• _Extracted records_:
■ ■ ■

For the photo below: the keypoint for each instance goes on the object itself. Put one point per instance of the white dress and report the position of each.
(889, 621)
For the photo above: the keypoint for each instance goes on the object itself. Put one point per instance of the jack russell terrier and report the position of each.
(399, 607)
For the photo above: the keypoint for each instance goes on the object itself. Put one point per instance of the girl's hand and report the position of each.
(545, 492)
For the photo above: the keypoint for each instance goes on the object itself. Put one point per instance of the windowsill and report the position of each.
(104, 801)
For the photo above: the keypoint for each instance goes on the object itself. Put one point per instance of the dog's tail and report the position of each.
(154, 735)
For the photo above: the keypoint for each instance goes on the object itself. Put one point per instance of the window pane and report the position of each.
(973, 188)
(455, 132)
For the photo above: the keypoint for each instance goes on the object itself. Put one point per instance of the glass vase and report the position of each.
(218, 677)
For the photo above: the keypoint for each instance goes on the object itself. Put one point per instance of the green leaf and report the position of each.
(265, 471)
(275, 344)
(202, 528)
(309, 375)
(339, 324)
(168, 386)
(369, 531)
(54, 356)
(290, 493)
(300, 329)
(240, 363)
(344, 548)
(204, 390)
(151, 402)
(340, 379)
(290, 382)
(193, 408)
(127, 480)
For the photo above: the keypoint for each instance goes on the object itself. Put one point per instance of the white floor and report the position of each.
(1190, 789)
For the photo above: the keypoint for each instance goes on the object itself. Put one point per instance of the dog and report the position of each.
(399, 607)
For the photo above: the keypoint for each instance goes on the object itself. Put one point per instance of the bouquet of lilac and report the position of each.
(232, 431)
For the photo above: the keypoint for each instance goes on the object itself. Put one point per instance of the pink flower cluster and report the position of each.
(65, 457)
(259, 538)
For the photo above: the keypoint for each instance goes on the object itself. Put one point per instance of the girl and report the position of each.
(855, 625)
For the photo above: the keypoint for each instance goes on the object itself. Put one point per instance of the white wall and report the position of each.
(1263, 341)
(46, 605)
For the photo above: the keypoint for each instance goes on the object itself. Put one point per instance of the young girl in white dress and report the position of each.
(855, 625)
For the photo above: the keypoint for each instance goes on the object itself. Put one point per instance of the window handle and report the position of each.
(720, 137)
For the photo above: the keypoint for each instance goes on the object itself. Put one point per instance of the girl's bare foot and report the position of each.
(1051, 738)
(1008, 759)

■ ■ ■

• _What to produce_: Substitute "marker" for "keypoint" throughout these lines, and keep everything else the same.

• _Solution to this problem_:
For the photo below: the marker for each instance goes on the object itself. Put one point per instance of the white dress and report the position of each.
(889, 621)
For the photo above: the marker for each instance goes on the object itself. Put one point per instance of the jack russell terrier and report the position of each.
(399, 607)
For the photo above: the marker for each instance goes on the object itself. Put one point per instance of the girl's hand and report the position of each.
(545, 492)
For the photo above: the marker for each instance goes on the object itself. Put one point per instance of the windowsill and report the position of each.
(104, 801)
For the photo above: the marker for each instance goes on the object itself. Put one point per instance of the dog's tail and report the position of each.
(154, 735)
For the photo above: the marker for each instance goes on the object itself. Put one point per instance of the window pane and report the position of each.
(973, 188)
(455, 132)
For the photo above: the marker for each instance goes on the object itself. Put one point per instance of the glass vase and report the position of each.
(218, 677)
For the photo above: the marker for each instance goes on the object itself. Put one point per instance of the green leaf and report the position of each.
(265, 471)
(275, 344)
(202, 528)
(309, 375)
(339, 324)
(168, 386)
(369, 531)
(54, 356)
(290, 493)
(300, 329)
(240, 363)
(344, 548)
(204, 390)
(151, 402)
(340, 379)
(290, 382)
(193, 408)
(127, 480)
For the photo above: the marker for each instance goes on the object itself. Put one point per instance of the white floor and report the position of each.
(1190, 789)
For the photo above: the marker for each instance goes on the object itself. Put one point per instance of the dog and report the position of each.
(399, 607)
For the photo above: the marker for each instance goes on the object itself. Put one point per instance of the bouquet of lilac and report the position of each.
(232, 431)
For the photo above: the marker for each instance goes on the object itself. Put one point per instance of the pink flower cluster and report the position of each.
(65, 457)
(259, 538)
For the photo above: the marker for each instance goes on the object itself. Put one point per instance of the girl and report the position of each.
(855, 625)
For the photo above: the marker for each instance goes on the object itself. Put one point per instance of the white wall and report the position of each.
(1263, 341)
(46, 605)
For the photo above: the marker for each instance goes on the object itself. Put one point per instance of the young girl in white dress and report the position of each.
(855, 625)
For the photo above: the marker for each instance goes on the object itself. Put one point per instance of the window handle and report the position of each.
(720, 137)
For the photo above: the marker for each instance goes on the object itself. Put one point per instance of the girl's bare foot and report the position of each.
(1051, 738)
(1008, 759)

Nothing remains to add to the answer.